Le premier Janvier 2021 a été marqué par l’entrée en vigueur de la ZLECA (Zone de libre-échange continentale africaine). Cependant l’année 2021 a connu la régression de la démocratie en Afrique, suite à plusieurs coups d’Etat militaires en Guinée, Soudan et Mali. Le Moyen-Orient est resté une région instable, avec le conflit israélo-palestinien dans l’impasse, la guerre au Yémen, le terrorisme en Syrie et en Irak, l’activisme de l’Iran à travers ses ramifications au Liban, Irak et Yémen. Quant à l’Europe, l’année 2021 a été marquée par le Brexit (sortie du Royaume-Uni de l’Union européenne), le changement politique en Allemagne avec l’élection d’un nouveau Chancelier socio-démocrate, et la montée de l’extrémisme notamment en France avec le candidat aux élections présidentielles Eric Zemmour. La France a pris la présidence du Conseil de l’Union européenne pour six mois, avec un programme très ambitieux du Président Macron.
==*==
§ Consignes:
- A) D'après le texte sur l'année 2021, dans quels pays des coups d'État militaires ont-ils eu lieu ? Dressez-en la liste complète.
- B) Reprenez le texte sur l'année 2021 après sa dernière phrase et prolongez-le de quelques phrases.
==*==
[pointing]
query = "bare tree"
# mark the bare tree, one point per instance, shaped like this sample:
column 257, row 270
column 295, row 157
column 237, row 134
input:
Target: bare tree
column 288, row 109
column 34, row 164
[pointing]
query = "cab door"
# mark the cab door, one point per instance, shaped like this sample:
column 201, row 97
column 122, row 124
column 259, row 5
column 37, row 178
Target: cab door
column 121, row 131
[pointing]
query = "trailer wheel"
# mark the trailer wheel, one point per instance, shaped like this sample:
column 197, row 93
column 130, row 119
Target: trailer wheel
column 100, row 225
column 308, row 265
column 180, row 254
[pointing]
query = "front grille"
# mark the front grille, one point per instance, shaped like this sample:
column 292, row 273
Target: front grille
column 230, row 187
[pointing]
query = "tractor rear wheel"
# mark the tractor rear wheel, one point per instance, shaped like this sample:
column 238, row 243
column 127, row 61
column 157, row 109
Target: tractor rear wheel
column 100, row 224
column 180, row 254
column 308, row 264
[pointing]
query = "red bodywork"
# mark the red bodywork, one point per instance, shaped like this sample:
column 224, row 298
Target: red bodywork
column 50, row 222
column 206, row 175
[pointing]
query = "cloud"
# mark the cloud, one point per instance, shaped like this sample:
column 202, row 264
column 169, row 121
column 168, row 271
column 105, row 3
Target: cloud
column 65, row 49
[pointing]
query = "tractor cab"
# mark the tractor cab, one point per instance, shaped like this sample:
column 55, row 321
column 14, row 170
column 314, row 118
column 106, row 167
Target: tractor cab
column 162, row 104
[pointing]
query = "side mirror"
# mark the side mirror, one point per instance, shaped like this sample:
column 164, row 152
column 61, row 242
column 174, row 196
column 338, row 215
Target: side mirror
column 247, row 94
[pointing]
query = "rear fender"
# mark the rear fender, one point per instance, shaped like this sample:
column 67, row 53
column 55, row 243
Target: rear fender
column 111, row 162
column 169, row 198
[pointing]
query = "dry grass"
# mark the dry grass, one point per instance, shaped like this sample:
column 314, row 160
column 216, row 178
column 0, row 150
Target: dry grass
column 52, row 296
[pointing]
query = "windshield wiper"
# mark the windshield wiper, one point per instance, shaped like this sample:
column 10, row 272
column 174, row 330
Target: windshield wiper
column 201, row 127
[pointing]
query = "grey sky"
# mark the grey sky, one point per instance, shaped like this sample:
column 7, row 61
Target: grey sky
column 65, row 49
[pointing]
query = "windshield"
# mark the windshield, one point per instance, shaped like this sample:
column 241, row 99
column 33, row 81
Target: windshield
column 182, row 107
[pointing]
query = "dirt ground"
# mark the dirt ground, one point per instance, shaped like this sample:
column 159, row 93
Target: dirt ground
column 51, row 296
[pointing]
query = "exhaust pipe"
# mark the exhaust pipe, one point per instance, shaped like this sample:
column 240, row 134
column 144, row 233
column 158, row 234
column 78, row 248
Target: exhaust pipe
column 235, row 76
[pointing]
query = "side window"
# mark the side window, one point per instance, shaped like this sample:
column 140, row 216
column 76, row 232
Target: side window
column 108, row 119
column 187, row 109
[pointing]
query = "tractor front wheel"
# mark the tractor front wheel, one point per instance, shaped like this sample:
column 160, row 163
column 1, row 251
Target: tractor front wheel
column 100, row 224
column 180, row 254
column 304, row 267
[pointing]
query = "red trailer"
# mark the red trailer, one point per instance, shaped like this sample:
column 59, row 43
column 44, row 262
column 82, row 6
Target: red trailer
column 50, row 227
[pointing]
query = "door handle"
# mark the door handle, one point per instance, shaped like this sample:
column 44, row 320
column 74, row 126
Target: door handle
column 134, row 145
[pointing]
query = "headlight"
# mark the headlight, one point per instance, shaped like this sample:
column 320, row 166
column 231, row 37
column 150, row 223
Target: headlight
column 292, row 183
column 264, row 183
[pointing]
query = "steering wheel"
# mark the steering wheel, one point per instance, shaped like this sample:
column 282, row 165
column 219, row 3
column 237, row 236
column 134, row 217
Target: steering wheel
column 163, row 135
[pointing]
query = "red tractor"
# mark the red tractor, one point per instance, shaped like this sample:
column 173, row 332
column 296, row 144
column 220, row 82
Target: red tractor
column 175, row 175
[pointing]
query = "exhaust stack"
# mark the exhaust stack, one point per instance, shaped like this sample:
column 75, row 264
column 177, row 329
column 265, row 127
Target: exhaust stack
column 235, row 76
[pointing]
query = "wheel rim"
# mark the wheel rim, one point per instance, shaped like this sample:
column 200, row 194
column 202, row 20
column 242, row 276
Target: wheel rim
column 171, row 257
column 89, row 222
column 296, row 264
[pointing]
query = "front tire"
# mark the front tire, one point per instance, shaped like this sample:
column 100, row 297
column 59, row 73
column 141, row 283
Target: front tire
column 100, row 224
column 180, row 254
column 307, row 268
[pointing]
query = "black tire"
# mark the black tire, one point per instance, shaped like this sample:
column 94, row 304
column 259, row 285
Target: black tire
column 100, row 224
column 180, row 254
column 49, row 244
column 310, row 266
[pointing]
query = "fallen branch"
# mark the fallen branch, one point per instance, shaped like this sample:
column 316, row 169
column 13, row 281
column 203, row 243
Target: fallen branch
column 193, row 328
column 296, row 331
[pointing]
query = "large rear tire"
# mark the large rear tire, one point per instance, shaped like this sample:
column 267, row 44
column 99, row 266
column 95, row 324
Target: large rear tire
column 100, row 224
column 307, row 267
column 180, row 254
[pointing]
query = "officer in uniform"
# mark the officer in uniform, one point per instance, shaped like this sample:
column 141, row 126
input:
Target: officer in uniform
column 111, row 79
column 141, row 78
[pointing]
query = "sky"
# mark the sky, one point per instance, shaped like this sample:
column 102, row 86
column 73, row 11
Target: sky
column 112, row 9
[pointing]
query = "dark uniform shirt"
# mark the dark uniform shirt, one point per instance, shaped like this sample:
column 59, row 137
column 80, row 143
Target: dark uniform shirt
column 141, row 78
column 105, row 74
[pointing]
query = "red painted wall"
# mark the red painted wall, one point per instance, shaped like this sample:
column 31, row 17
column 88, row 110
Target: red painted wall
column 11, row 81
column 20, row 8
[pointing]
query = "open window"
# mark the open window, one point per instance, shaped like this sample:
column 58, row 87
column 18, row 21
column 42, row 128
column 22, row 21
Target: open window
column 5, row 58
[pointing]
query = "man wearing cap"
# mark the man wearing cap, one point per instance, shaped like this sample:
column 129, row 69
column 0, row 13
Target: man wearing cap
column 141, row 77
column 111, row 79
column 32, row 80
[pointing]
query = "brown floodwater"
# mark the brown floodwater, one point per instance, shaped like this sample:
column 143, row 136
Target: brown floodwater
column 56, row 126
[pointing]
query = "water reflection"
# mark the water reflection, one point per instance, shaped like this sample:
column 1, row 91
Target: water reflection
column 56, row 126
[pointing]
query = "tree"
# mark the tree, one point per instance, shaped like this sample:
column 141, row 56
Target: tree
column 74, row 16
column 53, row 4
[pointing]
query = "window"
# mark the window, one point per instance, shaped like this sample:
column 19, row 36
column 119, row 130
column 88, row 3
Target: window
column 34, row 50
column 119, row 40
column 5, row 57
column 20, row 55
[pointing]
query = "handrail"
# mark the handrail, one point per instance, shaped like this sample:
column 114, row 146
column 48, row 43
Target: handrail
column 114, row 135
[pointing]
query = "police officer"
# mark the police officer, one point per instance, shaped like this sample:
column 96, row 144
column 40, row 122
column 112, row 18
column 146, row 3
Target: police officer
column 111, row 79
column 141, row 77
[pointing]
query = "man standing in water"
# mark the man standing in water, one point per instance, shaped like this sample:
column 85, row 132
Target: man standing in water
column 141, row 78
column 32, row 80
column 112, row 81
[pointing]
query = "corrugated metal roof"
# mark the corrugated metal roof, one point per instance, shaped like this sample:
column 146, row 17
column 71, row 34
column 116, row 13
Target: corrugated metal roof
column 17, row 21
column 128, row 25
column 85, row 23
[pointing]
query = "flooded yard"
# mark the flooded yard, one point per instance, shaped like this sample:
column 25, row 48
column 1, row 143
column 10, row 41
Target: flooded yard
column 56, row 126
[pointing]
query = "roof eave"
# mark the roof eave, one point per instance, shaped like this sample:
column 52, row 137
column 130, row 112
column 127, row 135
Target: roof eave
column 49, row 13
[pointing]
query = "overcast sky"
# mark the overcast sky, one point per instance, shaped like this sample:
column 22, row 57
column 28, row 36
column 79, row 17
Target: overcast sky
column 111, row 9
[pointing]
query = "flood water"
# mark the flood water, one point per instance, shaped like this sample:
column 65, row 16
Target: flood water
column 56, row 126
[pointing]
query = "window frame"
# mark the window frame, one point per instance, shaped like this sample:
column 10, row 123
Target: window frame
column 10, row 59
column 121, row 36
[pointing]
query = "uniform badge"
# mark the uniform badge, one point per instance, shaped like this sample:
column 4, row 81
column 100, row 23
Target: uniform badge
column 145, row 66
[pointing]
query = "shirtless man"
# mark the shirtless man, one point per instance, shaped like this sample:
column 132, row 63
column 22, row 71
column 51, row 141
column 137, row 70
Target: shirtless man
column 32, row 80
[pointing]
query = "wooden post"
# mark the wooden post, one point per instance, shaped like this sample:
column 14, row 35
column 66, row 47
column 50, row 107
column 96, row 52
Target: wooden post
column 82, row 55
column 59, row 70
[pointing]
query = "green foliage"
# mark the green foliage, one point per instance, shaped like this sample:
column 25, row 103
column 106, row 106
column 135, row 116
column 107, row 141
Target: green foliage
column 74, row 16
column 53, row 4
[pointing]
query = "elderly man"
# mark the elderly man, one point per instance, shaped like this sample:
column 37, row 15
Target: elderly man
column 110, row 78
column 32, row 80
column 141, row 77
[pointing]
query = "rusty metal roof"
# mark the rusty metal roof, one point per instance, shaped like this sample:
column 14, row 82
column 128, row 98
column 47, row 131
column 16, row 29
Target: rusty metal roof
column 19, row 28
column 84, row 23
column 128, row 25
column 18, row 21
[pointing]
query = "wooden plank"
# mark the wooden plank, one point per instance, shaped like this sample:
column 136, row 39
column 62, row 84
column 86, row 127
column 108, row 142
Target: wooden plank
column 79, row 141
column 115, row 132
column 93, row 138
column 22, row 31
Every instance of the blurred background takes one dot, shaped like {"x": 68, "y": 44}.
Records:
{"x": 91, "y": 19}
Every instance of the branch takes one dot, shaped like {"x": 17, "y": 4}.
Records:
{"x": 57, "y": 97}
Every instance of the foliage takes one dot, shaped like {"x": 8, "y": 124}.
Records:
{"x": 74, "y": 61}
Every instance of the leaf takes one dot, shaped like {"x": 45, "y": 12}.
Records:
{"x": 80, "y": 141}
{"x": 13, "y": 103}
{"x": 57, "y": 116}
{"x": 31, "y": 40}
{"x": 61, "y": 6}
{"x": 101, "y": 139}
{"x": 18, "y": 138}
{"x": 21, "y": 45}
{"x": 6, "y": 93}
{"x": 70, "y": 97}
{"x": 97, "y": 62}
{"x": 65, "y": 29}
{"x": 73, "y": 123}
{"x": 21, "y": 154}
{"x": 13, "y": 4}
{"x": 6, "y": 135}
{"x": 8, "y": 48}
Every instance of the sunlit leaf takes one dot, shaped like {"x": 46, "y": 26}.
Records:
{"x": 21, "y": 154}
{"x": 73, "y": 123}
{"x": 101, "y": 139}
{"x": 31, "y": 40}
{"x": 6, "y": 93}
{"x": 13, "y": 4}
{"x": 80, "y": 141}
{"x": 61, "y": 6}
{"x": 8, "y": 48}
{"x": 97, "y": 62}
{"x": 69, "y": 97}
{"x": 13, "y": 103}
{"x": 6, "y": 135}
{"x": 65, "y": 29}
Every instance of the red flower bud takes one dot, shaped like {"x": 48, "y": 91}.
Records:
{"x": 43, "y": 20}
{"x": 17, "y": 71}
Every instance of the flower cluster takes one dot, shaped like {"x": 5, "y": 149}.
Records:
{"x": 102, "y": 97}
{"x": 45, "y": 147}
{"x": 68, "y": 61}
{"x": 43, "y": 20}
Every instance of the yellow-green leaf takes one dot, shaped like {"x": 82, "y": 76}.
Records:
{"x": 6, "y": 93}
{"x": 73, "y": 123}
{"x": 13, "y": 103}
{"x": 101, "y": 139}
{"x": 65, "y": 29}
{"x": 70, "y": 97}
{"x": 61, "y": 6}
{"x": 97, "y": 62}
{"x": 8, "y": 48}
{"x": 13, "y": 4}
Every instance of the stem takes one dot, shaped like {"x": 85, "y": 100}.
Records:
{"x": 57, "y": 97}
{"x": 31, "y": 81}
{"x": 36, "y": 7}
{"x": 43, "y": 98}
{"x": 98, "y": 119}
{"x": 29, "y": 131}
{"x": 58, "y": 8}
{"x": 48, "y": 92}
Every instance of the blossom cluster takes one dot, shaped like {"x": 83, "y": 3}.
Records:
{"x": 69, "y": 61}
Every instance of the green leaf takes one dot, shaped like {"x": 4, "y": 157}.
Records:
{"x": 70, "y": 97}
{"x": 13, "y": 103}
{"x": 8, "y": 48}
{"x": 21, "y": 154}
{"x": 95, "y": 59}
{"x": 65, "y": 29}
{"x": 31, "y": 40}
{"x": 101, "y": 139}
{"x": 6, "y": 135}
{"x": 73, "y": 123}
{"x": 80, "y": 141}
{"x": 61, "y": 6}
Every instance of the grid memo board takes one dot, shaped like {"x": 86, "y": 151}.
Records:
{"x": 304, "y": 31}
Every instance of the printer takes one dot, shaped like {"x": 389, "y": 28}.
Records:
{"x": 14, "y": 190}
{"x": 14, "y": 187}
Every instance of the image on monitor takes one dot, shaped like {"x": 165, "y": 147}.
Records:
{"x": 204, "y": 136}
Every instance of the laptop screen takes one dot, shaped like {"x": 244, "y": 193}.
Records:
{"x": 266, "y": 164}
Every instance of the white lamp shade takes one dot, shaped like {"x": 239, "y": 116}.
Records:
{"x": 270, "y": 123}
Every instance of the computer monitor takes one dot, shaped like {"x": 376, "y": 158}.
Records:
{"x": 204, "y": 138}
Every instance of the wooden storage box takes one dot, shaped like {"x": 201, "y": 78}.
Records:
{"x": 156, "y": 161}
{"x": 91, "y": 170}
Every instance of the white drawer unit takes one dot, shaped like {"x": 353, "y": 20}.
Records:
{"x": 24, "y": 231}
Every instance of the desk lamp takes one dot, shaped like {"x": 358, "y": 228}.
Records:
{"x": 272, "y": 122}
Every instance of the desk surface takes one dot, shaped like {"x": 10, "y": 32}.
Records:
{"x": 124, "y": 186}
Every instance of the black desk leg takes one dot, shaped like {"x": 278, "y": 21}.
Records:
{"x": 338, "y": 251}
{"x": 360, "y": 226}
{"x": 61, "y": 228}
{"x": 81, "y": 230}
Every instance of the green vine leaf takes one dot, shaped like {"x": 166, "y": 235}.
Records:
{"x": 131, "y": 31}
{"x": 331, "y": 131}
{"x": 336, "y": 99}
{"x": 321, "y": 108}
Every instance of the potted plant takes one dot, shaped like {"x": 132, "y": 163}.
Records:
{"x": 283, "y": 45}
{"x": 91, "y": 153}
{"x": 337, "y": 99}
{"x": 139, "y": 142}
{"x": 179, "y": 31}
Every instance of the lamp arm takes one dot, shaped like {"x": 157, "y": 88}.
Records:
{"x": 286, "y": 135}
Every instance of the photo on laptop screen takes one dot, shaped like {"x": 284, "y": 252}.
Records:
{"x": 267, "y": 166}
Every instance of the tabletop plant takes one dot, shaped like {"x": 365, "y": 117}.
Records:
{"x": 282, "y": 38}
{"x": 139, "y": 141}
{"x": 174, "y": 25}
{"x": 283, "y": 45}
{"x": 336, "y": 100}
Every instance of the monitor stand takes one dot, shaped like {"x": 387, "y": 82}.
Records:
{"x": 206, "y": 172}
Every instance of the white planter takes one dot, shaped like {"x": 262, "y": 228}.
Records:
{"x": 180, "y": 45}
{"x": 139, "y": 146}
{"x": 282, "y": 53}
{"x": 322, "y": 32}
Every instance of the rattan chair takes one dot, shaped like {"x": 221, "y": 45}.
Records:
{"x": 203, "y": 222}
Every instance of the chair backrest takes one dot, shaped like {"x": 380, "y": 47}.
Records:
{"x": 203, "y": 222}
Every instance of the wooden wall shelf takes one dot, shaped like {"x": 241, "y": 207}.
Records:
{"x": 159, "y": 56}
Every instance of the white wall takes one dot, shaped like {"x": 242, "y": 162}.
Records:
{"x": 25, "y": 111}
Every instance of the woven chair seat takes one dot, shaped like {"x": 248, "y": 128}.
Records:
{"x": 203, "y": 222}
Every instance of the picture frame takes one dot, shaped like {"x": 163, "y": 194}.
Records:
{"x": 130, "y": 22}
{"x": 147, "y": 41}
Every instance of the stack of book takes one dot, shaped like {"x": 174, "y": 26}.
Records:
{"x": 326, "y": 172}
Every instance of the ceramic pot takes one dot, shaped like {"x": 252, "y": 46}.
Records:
==*==
§ Réponses par consigne:
- A)
- Guinée
- Soudan
- Mali

- B)
Tenant compte de ce bilan de l’année 2021, quelles sont les perspectives pour 2022 ?
La première préoccupation de l’année nouvelle doit être la sortie de la pandémie du Covid-19. Pour cela, il est indispensable d’accélérer la vaccination en Afrique, car l’immunité collective ne peut être obtenue qu’au niveau mondial. Il y a lieu d’accélérer les livraisons COVAX (Vaccins gratuits) et lever les brevets de fabrication des vaccins pour permettre à tous les pays de les fabriquer sur place. Les progrès de la vaccination dans le monde vont permettre la levée des restrictions de mobilité, et accroître la croissance en 2022 que le FMI prévoit actuellement à 4,4%. Pour le changement climatique, il y a lieu de préparer dès maintenant la Cop27 qui aura lieu à Charm-el-Cheikh en Egypte du 7 au 18 Novembre 2022. Il faut aussi contrôler l’utilisation par les pays signataires de la Cop26 de la consommation d’énergies fossiles, qui sont le principal émetteur de gaz à effet de serre. Pour limiter l’immigration clandestine, outre les mesures sécuritaires, il faut aider économiquement les pays pourvoyeurs d’immigrés.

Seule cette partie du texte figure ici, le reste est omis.